Records from a data source:

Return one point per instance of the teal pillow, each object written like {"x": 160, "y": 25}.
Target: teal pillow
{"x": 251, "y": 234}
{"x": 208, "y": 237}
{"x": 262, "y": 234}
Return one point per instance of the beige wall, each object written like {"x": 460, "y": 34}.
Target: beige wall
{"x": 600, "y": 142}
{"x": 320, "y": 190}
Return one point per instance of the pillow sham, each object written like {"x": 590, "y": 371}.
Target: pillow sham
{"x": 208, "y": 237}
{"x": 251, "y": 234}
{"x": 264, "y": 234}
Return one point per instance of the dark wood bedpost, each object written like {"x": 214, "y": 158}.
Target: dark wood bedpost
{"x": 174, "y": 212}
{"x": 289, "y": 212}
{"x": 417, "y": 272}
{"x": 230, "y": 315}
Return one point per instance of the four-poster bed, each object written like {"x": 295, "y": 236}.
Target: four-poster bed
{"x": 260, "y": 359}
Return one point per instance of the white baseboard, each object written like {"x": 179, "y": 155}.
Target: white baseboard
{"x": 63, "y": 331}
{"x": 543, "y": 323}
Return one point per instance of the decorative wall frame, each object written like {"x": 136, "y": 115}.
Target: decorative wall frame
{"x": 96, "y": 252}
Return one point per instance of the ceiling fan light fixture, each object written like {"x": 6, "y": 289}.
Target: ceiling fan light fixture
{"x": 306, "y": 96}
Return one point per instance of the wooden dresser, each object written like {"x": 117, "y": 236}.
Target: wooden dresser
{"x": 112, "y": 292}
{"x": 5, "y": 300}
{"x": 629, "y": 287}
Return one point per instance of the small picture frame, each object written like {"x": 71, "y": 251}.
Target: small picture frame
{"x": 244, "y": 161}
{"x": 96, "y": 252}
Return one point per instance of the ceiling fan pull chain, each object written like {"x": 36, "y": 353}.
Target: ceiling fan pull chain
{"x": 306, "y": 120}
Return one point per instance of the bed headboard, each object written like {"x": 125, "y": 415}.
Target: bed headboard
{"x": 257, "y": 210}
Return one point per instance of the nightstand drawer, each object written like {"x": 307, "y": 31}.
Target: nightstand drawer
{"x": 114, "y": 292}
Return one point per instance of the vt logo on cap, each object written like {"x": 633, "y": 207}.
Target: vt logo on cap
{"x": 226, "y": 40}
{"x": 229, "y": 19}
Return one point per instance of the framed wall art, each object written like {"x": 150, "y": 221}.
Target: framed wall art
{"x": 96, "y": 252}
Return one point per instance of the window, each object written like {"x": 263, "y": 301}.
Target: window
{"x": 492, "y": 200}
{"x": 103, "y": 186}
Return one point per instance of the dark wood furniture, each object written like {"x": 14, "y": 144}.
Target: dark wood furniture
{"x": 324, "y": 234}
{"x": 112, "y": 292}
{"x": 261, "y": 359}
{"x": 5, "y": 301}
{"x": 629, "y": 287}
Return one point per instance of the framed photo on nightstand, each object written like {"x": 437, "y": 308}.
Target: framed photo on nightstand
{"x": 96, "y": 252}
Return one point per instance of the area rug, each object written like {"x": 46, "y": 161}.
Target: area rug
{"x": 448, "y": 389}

◆ **Stated problem**:
Copy every line of the data above, unchanged.

◆ **Exercise output**:
Return one point per instance of the teal pillow, each object written like {"x": 160, "y": 25}.
Target: teal pillow
{"x": 251, "y": 234}
{"x": 208, "y": 237}
{"x": 262, "y": 234}
Return one point per instance of the beige wall, each object written like {"x": 460, "y": 34}.
Target: beige wall
{"x": 600, "y": 142}
{"x": 320, "y": 190}
Return one point per instance of the pillow sham, each object written like {"x": 590, "y": 371}.
Target: pillow sham
{"x": 208, "y": 237}
{"x": 251, "y": 234}
{"x": 264, "y": 234}
Return one point per instance of the dark wood bedpost, each object written like {"x": 214, "y": 158}.
Target: dark wood bedpost
{"x": 174, "y": 212}
{"x": 289, "y": 212}
{"x": 417, "y": 272}
{"x": 230, "y": 315}
Return one point per instance of the four-poster bed, each object written like {"x": 295, "y": 236}.
Target: four-poster bed
{"x": 260, "y": 359}
Return one point per instance of the white baseboard, each object written like {"x": 179, "y": 155}.
Target: white baseboard
{"x": 63, "y": 331}
{"x": 543, "y": 323}
Return one point per instance of the decorative wall frame, each object written like {"x": 136, "y": 115}.
Target: decorative wall frame
{"x": 96, "y": 252}
Return one point per instance of the ceiling fan light fixture, each object written like {"x": 6, "y": 289}.
Target: ceiling fan light fixture
{"x": 306, "y": 96}
Return one point per instance of the wooden dresser, each object written like {"x": 117, "y": 236}.
Target: wooden dresser
{"x": 112, "y": 292}
{"x": 5, "y": 300}
{"x": 629, "y": 287}
Return one point per instance of the small picture frame, each object written like {"x": 71, "y": 251}.
Target: small picture frame
{"x": 244, "y": 161}
{"x": 96, "y": 252}
Return one point per instance of the ceiling fan pull chain, each object written like {"x": 36, "y": 353}.
Target: ceiling fan pull chain
{"x": 306, "y": 120}
Return one point per instance of the bed headboard, each object written like {"x": 125, "y": 415}.
Target: bed headboard
{"x": 257, "y": 210}
Return one point per instance of the nightstand drawer, each object written like {"x": 307, "y": 31}.
Target: nightstand drawer
{"x": 114, "y": 292}
Return one point per instance of the vt logo on cap, each object written like {"x": 633, "y": 207}.
Target: vt logo on cap
{"x": 226, "y": 40}
{"x": 229, "y": 19}
Return one point per instance of the framed wall art, each object written like {"x": 150, "y": 221}.
Target: framed wall art
{"x": 96, "y": 252}
Return one point per instance of the window, each object written like {"x": 263, "y": 301}.
Target: window
{"x": 492, "y": 200}
{"x": 103, "y": 186}
Return one point per instance of the dark wood furniture, each object written like {"x": 14, "y": 144}.
Target: dark wood furniture
{"x": 324, "y": 234}
{"x": 112, "y": 292}
{"x": 261, "y": 359}
{"x": 5, "y": 301}
{"x": 629, "y": 287}
Return one point per instance of the framed photo on nightstand, each object written like {"x": 437, "y": 308}.
Target: framed photo on nightstand
{"x": 96, "y": 252}
Return one point per instance of the area rug, each object written like {"x": 46, "y": 161}.
Target: area rug
{"x": 448, "y": 389}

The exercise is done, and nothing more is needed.